Search the records for the string "bird", then copy each line that has it.
+++ Supplied material
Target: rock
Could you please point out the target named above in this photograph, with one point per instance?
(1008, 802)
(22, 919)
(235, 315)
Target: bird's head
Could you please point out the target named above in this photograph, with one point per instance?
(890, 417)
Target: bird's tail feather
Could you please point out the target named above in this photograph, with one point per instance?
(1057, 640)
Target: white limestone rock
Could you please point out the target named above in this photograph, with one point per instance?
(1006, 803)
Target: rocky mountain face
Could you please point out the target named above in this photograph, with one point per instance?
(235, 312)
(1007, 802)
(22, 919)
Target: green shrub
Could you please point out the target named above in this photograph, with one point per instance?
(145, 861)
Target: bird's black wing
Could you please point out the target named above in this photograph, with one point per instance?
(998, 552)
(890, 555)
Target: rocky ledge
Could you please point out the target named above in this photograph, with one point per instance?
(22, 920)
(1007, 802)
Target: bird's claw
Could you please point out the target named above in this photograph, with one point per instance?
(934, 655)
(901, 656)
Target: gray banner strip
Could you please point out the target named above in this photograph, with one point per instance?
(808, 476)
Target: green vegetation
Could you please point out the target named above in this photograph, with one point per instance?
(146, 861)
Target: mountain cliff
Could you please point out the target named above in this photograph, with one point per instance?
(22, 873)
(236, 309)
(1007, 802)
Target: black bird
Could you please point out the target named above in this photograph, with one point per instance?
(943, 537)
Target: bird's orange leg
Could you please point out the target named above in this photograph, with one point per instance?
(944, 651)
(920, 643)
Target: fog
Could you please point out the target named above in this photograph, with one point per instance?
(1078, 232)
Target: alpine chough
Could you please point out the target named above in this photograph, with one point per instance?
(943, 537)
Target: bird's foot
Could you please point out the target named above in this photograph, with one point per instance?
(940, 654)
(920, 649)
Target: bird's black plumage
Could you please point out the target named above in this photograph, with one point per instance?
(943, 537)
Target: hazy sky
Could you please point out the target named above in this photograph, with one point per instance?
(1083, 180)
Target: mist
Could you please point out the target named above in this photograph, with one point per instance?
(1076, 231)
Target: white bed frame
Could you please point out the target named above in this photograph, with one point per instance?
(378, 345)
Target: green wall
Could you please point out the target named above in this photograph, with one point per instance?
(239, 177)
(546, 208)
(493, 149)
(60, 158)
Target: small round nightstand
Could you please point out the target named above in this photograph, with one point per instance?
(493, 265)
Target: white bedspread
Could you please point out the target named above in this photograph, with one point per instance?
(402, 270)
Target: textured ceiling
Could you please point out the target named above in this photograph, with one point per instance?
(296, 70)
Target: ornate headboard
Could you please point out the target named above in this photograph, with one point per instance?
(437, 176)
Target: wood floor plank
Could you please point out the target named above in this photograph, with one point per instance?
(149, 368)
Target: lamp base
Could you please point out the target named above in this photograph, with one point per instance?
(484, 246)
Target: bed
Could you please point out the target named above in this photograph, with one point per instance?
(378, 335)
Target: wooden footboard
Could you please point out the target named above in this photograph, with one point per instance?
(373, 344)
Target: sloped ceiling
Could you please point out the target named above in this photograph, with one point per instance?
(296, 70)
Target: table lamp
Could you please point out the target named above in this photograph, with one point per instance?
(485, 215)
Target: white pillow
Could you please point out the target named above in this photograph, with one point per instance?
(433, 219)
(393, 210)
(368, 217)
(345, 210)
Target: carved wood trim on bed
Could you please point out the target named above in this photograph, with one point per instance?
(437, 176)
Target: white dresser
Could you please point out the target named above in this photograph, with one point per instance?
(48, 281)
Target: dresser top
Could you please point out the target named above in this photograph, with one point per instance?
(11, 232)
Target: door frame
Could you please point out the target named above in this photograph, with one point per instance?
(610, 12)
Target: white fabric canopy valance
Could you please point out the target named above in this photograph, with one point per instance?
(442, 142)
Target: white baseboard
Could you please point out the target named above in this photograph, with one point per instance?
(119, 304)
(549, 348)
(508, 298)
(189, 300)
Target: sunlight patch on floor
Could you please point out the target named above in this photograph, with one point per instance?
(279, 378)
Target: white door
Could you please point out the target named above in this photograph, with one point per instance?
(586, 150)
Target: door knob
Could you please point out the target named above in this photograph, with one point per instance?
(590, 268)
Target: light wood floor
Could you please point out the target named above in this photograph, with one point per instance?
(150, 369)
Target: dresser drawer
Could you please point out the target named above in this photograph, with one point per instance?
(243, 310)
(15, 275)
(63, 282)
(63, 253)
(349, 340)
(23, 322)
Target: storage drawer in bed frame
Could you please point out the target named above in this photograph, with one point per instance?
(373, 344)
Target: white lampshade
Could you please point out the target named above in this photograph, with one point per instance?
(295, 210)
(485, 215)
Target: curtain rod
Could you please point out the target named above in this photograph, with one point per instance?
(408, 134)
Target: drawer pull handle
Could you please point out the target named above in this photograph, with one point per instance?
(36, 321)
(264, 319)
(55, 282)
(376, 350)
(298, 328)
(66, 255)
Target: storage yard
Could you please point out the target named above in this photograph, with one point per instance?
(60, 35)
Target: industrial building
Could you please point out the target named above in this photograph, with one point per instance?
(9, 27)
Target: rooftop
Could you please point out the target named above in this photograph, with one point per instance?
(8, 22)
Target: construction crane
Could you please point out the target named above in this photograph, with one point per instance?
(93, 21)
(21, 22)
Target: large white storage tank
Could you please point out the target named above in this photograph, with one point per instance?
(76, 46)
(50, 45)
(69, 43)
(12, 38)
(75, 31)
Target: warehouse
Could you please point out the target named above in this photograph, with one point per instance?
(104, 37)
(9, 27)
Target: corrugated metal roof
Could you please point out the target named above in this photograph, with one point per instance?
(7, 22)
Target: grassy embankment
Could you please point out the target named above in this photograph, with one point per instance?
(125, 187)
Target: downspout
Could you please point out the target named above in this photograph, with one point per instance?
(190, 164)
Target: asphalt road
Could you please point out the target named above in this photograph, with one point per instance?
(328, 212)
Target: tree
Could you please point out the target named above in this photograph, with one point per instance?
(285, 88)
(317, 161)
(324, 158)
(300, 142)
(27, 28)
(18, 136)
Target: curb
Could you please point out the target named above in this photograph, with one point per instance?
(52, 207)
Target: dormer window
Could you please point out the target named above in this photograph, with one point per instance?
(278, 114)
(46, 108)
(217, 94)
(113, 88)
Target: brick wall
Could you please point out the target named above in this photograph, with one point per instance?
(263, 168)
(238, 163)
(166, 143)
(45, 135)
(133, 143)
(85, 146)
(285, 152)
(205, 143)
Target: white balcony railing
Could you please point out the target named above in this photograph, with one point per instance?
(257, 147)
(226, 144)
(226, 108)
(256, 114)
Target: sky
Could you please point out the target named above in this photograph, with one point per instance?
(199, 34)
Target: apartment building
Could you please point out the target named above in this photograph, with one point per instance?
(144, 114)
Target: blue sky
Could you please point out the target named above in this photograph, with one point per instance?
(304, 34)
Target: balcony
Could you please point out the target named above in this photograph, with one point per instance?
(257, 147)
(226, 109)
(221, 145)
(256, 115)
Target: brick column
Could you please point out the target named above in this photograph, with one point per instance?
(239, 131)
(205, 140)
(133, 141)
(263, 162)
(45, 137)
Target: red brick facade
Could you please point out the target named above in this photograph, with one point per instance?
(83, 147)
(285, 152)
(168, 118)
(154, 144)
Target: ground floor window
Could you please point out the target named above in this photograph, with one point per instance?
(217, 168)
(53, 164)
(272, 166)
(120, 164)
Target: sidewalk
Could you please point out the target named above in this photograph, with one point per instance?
++++++
### Answer section
Target: bird's head
Target: bird's tail feather
Target: bird's black wing
Target: bird's claw
Target: black bird
Target: bird's orange leg
Target: bird's foot
Target: bird's black plumage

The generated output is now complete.